EXERCISE TASK:
Carry over every line from the one containing "Where can you see the american" through the end of the items, lowering each coordinate in the recorded points by 90. Leave the sample coordinates in each item's wording unchanged.
BEGIN EXERCISE MATERIALS
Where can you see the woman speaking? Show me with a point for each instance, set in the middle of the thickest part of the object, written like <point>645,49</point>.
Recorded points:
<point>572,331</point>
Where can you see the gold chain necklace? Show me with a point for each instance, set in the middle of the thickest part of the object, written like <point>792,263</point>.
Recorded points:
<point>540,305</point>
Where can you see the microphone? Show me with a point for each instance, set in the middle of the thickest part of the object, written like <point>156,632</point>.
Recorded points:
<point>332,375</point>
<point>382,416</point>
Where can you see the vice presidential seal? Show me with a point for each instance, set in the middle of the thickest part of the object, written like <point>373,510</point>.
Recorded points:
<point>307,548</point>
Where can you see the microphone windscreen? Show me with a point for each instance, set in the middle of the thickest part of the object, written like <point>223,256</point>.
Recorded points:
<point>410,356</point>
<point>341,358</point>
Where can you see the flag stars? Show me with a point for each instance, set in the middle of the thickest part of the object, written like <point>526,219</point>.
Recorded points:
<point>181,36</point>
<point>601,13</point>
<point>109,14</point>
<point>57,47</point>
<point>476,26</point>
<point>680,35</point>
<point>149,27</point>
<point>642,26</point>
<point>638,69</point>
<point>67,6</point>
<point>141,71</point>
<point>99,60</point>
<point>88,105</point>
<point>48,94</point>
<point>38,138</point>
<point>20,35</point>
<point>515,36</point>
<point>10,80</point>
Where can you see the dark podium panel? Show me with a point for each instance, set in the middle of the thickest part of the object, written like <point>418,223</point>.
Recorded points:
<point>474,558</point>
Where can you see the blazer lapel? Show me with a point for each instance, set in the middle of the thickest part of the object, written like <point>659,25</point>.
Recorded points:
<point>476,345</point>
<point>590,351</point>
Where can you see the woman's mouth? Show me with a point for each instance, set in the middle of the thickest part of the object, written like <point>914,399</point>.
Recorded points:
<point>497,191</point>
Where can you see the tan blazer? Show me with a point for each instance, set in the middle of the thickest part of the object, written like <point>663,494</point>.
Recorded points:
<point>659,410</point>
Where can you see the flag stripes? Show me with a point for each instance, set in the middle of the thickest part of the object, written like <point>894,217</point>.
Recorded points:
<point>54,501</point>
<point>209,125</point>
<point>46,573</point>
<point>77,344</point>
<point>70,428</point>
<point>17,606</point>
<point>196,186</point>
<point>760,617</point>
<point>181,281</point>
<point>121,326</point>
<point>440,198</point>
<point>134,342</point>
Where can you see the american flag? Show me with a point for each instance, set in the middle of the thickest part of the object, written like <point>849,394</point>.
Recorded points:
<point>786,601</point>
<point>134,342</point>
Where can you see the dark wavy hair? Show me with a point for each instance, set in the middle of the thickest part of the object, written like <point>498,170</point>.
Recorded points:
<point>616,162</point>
END EXERCISE MATERIALS
COMPLETED TASK:
Where can you see the american flag? Show me with a point for each instance, set in the middle of the thickest part of the object, written like <point>849,394</point>.
Recorded points:
<point>696,511</point>
<point>44,252</point>
Where can you see the dark wavy hair? Show me with a point for each instance, set in the middle of the thickest part of the object, written like <point>498,170</point>.
Recorded points:
<point>526,72</point>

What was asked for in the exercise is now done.